*** Exercise passage Section Begins ***

IWSG: An Insecure Science Communicator

Hello, friends!  Welcome to this month’s meeting of the Insecure Writers’ Support Group, a blog hop created by Alex J. Cavanaugh and cohosted this month by J Lenni Dorner, Victoria Marie Lees, and Sandra Cox.  Are you a writer?  Do you feel insecure?  Well, then this is the support group for you!  Click here to learn more and to see a list of participating blogs.

Each month, IWSG asks members a question.  The question is optional.  I usually skip it, but this month’s question stirred up some deep feelings and some deep insecurities, so I thought I’d better address that.  The question is:

Many writers have written about the experience of rereading their work years later.  Have you reread any of your early works?  What was that experience like for you?

I’ve mentioned before in these IWSG posts that I feel insecure about my role as a science communicator, given that I don’t have any formal scientific training or experience.  So it’s a little jarring, when I’m looking for information about a specific space/science topic, to see my own blog posts pop up in search results.  I sometimes forget, when I’m looking for information about a specific topic, that I’ve already covered that topic before.

Reading those old blog posts of mine—those blog posts I forgot I wrote—is not fun.  They’re pretty cringy.  The art (in my judgment) is bad, the writing is worse, and the jokes aren’t funny.  However, setting aside these issues of style, the substance of my old blog posts is surprisingly decent.  The important thing is this: I came looking for information about a specific space/science topic.  Sometimes it’s a super niche topic that nobody on the Internet would think to write about (except me, apparently).  And whatever information current me is looking for, past me provided it.  Past me also did a good job citing his sources, usually, so if I want to learn more, I can learn more.

*** Exercise passage Section Ends ***

Assigned task 1 >> Summarize the IWSG post in two sentences.
Assigned task 2 >> In the IWSG post, who created the Insecure Writers' Support Group blog hop?
Assigned task 3 >> Carry on the IWSG post from its last sentence.
The material after this point isn't needed.

*** Data for analysis Section Begins ***

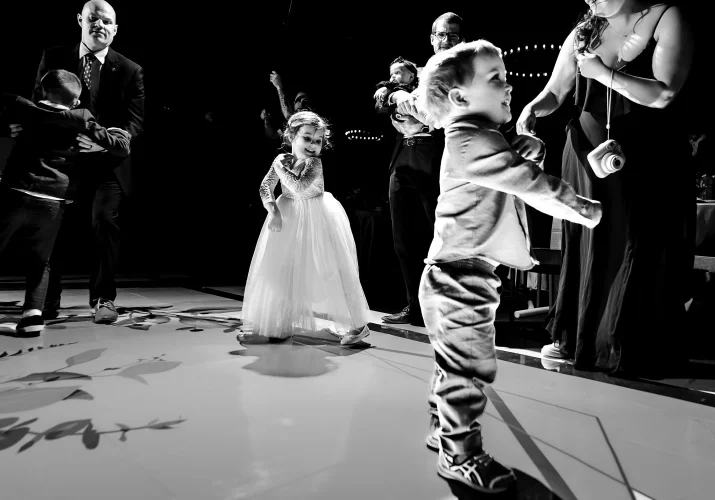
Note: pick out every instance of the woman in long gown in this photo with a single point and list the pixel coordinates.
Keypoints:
(304, 272)
(621, 300)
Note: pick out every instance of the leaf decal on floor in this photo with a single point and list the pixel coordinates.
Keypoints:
(66, 429)
(33, 398)
(90, 437)
(84, 357)
(136, 371)
(4, 422)
(12, 437)
(51, 377)
(80, 395)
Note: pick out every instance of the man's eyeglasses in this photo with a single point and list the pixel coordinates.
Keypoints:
(443, 35)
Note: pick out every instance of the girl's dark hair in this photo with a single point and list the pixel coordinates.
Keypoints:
(589, 30)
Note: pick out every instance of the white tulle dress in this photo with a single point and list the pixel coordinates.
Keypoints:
(304, 278)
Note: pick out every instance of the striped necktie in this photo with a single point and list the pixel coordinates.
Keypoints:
(89, 61)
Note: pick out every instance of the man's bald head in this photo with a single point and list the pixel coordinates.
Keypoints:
(99, 24)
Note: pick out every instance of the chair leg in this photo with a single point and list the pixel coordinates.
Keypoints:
(538, 290)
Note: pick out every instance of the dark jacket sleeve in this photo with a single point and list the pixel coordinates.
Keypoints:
(116, 141)
(41, 70)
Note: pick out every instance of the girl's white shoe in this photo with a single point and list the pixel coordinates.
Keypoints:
(355, 336)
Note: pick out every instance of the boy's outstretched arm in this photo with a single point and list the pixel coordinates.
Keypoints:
(490, 162)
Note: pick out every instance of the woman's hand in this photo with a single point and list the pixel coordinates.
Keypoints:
(529, 147)
(526, 124)
(275, 222)
(591, 66)
(381, 93)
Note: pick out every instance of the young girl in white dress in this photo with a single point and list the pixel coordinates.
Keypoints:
(304, 272)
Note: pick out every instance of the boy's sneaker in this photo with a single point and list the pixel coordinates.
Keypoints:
(106, 312)
(553, 351)
(401, 317)
(479, 472)
(29, 327)
(432, 439)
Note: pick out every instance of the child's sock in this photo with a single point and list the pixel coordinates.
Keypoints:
(31, 312)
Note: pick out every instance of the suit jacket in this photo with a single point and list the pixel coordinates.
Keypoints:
(119, 102)
(45, 158)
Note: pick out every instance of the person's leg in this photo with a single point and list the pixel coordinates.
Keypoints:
(11, 216)
(402, 196)
(38, 233)
(106, 238)
(459, 302)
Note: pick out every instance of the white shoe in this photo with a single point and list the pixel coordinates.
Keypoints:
(355, 336)
(553, 351)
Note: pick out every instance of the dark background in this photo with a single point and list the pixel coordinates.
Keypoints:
(196, 212)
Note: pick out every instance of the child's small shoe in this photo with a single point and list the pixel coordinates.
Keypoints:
(355, 336)
(30, 327)
(432, 439)
(479, 472)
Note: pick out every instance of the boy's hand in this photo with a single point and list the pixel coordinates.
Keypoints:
(275, 222)
(276, 80)
(15, 129)
(529, 146)
(526, 124)
(86, 145)
(592, 211)
(405, 103)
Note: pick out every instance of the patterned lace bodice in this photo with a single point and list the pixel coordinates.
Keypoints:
(303, 181)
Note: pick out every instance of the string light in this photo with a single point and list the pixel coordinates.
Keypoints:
(526, 48)
(363, 135)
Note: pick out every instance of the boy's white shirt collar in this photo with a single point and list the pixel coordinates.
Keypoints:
(101, 55)
(55, 105)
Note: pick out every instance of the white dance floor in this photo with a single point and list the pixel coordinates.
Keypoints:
(167, 404)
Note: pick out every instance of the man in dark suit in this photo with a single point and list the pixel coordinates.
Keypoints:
(41, 177)
(113, 91)
(414, 178)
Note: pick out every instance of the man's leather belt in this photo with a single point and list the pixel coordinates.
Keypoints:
(419, 139)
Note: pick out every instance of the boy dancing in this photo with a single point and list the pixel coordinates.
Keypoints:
(480, 224)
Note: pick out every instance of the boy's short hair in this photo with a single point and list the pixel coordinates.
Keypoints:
(61, 86)
(449, 18)
(449, 69)
(409, 65)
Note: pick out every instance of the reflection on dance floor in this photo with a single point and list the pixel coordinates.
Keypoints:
(167, 404)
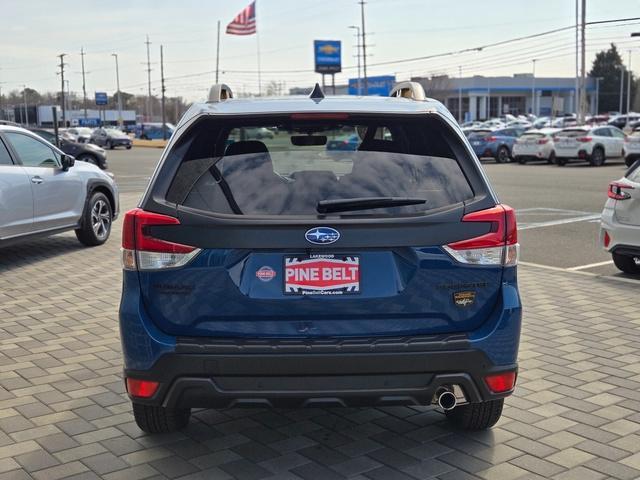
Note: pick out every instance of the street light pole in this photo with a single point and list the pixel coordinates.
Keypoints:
(533, 89)
(119, 94)
(357, 29)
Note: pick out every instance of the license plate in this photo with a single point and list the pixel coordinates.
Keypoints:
(322, 275)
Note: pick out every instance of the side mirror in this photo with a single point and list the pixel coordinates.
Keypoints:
(67, 162)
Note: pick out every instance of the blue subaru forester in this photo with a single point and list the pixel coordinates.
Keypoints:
(271, 273)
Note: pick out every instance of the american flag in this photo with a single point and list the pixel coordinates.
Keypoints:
(245, 22)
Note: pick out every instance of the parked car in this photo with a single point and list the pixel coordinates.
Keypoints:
(110, 138)
(535, 145)
(620, 222)
(45, 192)
(620, 121)
(632, 147)
(283, 278)
(591, 144)
(496, 144)
(80, 134)
(85, 152)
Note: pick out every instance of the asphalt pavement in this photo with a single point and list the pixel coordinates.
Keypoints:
(557, 207)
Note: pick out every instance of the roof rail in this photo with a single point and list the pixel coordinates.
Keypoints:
(412, 90)
(219, 92)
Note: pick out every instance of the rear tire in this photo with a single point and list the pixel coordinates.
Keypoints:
(153, 419)
(597, 157)
(626, 263)
(476, 416)
(96, 221)
(502, 155)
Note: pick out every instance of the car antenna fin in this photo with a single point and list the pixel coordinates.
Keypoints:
(317, 93)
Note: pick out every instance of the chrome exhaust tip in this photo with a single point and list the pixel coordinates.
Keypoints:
(447, 400)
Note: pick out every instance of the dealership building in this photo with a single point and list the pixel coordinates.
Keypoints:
(486, 97)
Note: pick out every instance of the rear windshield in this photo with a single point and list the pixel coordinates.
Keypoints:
(571, 133)
(297, 167)
(530, 136)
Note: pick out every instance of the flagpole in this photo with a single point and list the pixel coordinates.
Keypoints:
(218, 53)
(258, 45)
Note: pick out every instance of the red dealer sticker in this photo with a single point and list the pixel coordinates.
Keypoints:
(322, 275)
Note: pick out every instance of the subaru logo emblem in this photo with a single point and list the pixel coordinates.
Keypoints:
(322, 235)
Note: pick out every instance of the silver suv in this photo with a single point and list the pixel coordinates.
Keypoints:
(43, 191)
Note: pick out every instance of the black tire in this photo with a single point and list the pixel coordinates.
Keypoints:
(160, 419)
(502, 155)
(96, 221)
(597, 157)
(87, 157)
(552, 158)
(626, 263)
(476, 416)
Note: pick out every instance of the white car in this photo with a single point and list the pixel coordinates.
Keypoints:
(620, 222)
(632, 147)
(593, 144)
(535, 145)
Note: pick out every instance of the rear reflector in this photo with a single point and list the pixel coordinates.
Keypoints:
(140, 250)
(617, 191)
(141, 388)
(497, 247)
(501, 382)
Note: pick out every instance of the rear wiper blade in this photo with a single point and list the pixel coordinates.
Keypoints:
(365, 203)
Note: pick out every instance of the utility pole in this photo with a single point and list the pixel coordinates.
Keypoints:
(364, 48)
(26, 112)
(357, 29)
(583, 72)
(533, 89)
(576, 96)
(149, 103)
(84, 85)
(218, 54)
(64, 112)
(119, 94)
(621, 67)
(164, 127)
(628, 90)
(460, 94)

*** Data for analysis Section Ends ***

Result 1 >> The writer feels insecure as a science communicator without formal scientific training and finds it jarring to see old blog posts of theirs appear in search results on space and science topics. Those old posts seem cringy in art, writing, and jokes, but their substance is surprisingly decent: they supply the information being sought and usually cite sources.

Result 2 >> Alex J. Cavanaugh.

Result 3 >>
I still feel insecure about my place as a science blogger on the Internet.  My writing could be better.  My art could be better, too, and my jokes need work.  But after rereading some of my old blog posts, I can feel reassured about this: I stick to the facts and communicate information well.  I’m at least doing that part of the job right.

IWSG: Answering My Inner Critic

Hello, friends!  Welcome to this month’s meeting of the Insecure Writers’ Support Group, a blog hop created by Alex J. Cavanaugh and co-hosted this month by Shannon Lawrence, Olga Godim, Jean Davis, and Jacqui Murray.  Are you a writer?  Do you feel insecure?  Well, then this is the support group for you!  Click here to learn more and to see a list of participating blogs.

Each month, IWSG asks members a question.  Answering the monthly question is not required.  It’s totally optional, which is good news for me, because there’s a different question plaguing my thoughts today.  A different question that keeps getting in the way of writing.  It’s a question that my inner critic keeps asking in snide, Smeagol-like whispers:

You’re no scientist.  You don’t work for NASA.  What gives you the right to blog about space exploration?

And I admit, my inner critic has a point.  I’m a huge fan of space exploration, and I probably do know more about space than the average person.  But still, I’m a long way away from being a true expert.  Plenty of others can speak with greater authority about space than I can.  Some of my readers know more about space than I do.

However, when my inner critic asks these sort of questions—questions like “What right do you have to blog about space?”—I think my inner critic misses the whole point of my blog.  I love space.  I’ve committed myself to learning as much as I can about space, and I believe that learning is a three step process:

  • Passive learning, which is the passive consumption of information from books, online lectures, etc.
  • Active learning, which means (among other things) reexplaining the information you’ve learned in your own words.
  • Receiving feedback, which involves people correcting your mistakes, asking interesting questions, suggesting topics for future research, etc.

From time to time, my inner critic reminds me that I’m not an astrobiologist, not a planetary scientist, not an aerospace engineer, and shames me into not writing.  But that doesn’t just shut down writing.  It shuts down my whole learning process.  If I don’t do my blogging, how will I learn?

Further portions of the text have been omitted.